## EXERCISE INPUTS:
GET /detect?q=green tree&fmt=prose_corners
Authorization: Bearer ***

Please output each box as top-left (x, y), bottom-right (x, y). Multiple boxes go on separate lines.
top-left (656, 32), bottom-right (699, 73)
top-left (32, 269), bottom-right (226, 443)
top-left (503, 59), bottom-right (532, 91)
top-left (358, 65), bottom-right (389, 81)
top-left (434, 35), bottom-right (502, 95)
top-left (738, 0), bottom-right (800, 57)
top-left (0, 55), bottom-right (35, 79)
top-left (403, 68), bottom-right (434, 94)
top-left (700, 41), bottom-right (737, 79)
--
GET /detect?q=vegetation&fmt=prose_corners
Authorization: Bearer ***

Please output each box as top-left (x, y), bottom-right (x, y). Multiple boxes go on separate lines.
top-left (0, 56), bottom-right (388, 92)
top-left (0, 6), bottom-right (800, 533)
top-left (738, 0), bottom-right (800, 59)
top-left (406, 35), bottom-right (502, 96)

## TASK STATEMENT:
Copy verbatim the lines from the one containing "GET /detect?q=green tree&fmt=prose_corners" through the one containing "top-left (700, 41), bottom-right (737, 79)", both included.

## RIGHT ANSWER:
GET /detect?q=green tree&fmt=prose_corners
Authorization: Bearer ***

Please output each box as top-left (x, y), bottom-right (x, y). Multiple boxes go on separate lines.
top-left (656, 32), bottom-right (699, 73)
top-left (32, 269), bottom-right (226, 443)
top-left (503, 59), bottom-right (532, 91)
top-left (358, 65), bottom-right (389, 81)
top-left (434, 35), bottom-right (502, 95)
top-left (738, 0), bottom-right (800, 57)
top-left (0, 55), bottom-right (35, 79)
top-left (403, 68), bottom-right (434, 94)
top-left (700, 41), bottom-right (737, 79)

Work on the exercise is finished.